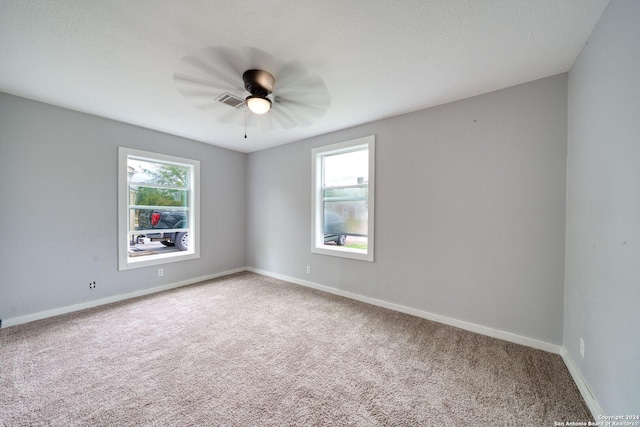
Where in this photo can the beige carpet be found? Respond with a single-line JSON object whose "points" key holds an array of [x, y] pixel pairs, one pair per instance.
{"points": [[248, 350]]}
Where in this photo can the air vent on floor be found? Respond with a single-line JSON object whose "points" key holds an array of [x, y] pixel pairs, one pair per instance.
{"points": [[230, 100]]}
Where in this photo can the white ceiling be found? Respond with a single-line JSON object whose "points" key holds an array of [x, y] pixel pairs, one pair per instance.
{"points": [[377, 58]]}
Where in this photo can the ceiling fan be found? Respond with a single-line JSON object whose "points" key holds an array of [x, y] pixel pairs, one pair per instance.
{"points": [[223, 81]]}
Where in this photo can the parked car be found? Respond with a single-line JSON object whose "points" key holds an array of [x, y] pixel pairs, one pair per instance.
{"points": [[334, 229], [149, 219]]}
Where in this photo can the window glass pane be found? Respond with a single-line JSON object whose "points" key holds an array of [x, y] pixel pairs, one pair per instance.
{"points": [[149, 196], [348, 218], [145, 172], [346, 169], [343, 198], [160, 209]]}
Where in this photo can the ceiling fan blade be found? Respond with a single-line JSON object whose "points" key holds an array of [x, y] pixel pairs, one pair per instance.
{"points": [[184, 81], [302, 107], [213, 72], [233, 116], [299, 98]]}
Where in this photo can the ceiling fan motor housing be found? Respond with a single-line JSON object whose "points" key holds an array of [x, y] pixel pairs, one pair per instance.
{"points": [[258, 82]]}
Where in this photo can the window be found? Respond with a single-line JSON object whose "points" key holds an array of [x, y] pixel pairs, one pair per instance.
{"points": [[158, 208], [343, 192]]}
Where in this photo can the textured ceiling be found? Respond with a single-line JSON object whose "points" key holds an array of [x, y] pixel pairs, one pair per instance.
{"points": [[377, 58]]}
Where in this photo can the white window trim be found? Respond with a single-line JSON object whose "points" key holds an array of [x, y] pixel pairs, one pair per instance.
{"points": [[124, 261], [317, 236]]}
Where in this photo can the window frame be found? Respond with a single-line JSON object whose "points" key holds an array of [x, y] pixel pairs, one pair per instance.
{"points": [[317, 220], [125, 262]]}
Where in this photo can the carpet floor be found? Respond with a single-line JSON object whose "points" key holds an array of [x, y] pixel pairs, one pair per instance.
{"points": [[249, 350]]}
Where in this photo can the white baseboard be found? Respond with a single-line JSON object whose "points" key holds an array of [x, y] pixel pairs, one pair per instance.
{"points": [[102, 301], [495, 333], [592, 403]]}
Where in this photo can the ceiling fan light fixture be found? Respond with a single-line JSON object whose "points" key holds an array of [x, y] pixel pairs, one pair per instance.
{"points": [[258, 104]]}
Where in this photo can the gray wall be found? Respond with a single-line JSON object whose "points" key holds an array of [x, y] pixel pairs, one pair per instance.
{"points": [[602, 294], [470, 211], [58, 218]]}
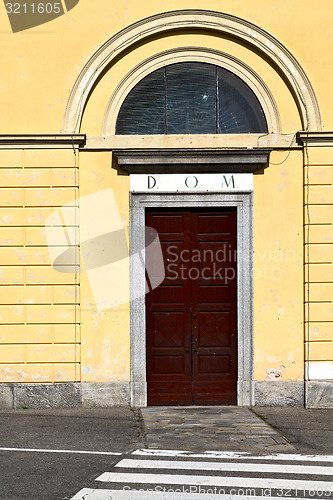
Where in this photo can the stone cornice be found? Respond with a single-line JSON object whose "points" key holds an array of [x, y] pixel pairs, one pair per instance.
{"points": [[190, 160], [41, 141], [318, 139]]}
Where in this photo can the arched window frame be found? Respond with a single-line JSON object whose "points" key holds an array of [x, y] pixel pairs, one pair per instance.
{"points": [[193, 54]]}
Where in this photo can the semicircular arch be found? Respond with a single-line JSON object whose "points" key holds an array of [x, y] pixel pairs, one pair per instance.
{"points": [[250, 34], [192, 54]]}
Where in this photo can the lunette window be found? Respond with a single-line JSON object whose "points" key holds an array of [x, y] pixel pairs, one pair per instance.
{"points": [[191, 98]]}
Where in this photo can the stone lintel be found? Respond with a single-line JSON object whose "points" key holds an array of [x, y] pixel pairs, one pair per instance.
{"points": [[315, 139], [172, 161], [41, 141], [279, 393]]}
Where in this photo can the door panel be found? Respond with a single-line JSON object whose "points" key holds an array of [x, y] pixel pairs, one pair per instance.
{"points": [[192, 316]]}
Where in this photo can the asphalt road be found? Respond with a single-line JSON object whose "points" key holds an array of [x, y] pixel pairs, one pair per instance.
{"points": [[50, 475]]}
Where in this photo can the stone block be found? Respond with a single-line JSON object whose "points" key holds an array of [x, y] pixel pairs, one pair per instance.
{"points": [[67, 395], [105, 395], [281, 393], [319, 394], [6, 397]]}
+ + + + +
**EXERCISE OBJECTIVE**: Your task is to copy exactly, and only, the lines from the line with "Where in this photo can the door" through the last line of the entries, both included.

**WRITTEN ANSWER**:
Where in this photo can the door panel be found? Respond with a single-line JSON object whose "points" key holds an array of [x, y] pixel pairs, one pair per instance.
{"points": [[192, 316]]}
Where in this photo can the asphalt road be found? Respond with a single-line JSON object whose "points" key holds an array of [x, y] pixel pairs, one pair per instance.
{"points": [[50, 475]]}
Where in this photo can the stone block be found? Respond with a single-line JSON object whose "points" key holds an array of [x, y] pixel pairs, one pair per instance.
{"points": [[67, 395], [105, 395], [281, 393], [319, 394], [6, 397]]}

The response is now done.